(What is required) Copy the records starting at the line that holds "</instance>" and ending at the end of the records. Change every "clicks" to "taps" and leave everything else the same.

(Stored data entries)
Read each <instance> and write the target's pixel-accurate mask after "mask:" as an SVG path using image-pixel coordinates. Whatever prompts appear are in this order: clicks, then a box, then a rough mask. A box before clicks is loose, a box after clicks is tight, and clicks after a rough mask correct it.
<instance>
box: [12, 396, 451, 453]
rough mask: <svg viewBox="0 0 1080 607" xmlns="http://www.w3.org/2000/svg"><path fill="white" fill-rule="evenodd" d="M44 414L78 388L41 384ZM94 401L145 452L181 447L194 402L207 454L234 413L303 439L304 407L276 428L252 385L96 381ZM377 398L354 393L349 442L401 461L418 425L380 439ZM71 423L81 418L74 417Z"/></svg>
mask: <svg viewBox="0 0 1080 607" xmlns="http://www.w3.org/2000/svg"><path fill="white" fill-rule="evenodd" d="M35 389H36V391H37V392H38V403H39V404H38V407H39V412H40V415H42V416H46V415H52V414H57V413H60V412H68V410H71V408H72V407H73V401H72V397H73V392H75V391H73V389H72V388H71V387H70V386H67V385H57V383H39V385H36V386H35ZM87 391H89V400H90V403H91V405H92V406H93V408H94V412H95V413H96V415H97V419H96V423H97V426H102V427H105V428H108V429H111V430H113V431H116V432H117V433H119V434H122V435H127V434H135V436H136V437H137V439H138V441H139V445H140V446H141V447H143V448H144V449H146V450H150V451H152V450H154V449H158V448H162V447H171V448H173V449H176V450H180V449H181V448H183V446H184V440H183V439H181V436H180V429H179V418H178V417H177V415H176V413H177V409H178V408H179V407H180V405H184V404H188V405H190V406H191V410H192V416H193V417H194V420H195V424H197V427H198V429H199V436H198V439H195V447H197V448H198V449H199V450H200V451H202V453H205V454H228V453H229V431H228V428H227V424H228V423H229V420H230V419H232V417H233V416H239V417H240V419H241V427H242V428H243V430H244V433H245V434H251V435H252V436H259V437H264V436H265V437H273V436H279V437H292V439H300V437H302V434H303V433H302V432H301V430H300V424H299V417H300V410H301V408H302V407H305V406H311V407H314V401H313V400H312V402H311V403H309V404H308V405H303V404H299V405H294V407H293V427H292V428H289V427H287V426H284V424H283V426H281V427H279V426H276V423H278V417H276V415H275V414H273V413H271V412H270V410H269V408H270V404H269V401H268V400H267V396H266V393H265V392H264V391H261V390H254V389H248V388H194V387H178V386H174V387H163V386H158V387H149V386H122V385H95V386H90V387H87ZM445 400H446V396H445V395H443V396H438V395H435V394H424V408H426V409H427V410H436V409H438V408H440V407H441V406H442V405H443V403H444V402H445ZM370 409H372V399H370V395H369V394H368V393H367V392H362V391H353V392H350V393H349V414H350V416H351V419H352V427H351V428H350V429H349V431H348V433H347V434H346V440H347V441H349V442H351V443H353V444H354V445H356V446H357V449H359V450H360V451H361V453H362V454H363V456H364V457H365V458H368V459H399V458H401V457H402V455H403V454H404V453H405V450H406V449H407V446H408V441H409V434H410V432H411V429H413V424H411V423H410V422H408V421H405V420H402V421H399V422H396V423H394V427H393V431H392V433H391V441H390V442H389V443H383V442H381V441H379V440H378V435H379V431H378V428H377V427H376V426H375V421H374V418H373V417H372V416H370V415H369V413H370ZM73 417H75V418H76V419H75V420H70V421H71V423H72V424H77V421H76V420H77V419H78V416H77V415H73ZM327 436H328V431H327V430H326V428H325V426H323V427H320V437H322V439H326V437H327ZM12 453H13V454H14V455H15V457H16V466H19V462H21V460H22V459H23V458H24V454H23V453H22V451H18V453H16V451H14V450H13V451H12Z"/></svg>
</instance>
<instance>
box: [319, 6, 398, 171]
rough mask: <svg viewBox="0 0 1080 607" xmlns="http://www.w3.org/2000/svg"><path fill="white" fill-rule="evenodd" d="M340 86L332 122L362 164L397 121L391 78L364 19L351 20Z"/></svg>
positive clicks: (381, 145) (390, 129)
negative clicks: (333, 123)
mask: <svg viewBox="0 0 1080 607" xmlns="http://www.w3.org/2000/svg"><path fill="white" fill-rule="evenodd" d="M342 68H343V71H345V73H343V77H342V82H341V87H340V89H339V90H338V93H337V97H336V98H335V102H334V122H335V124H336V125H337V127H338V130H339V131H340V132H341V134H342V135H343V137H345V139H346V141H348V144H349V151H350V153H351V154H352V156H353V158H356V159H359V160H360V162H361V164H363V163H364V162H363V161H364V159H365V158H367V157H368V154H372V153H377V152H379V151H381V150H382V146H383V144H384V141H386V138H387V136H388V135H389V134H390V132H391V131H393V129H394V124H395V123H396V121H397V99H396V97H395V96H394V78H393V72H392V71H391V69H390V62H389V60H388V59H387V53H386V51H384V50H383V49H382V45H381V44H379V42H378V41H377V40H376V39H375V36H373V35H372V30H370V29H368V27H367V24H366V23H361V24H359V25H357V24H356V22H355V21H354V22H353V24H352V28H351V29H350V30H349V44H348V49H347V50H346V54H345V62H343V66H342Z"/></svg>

(Output for this task)
</instance>
<instance>
box: [319, 6, 398, 171]
rough mask: <svg viewBox="0 0 1080 607" xmlns="http://www.w3.org/2000/svg"><path fill="white" fill-rule="evenodd" d="M340 86L332 122L362 164L397 121L391 78L364 19L351 20Z"/></svg>
positive taps: (381, 145) (390, 129)
negative taps: (333, 123)
mask: <svg viewBox="0 0 1080 607" xmlns="http://www.w3.org/2000/svg"><path fill="white" fill-rule="evenodd" d="M342 68H343V71H345V73H343V77H342V82H341V87H340V89H339V90H338V93H337V97H336V98H335V102H334V122H335V124H336V125H337V127H338V130H339V131H340V132H341V134H342V135H343V137H345V139H346V141H348V144H349V151H350V153H351V154H352V156H353V158H356V159H359V160H360V162H361V164H363V163H364V162H363V161H364V159H365V158H367V157H368V154H372V153H377V152H379V151H381V150H382V146H383V144H384V141H386V138H387V136H388V135H389V134H390V132H391V131H393V129H394V124H395V123H396V121H397V99H396V97H395V96H394V78H393V72H392V71H391V69H390V62H389V60H388V59H387V53H386V51H384V50H383V49H382V45H381V44H379V42H378V41H377V40H376V39H375V36H373V35H372V30H370V29H368V27H367V24H366V23H361V24H359V25H357V24H356V22H355V21H354V22H353V24H352V28H351V29H350V30H349V44H348V49H347V50H346V54H345V62H343V66H342Z"/></svg>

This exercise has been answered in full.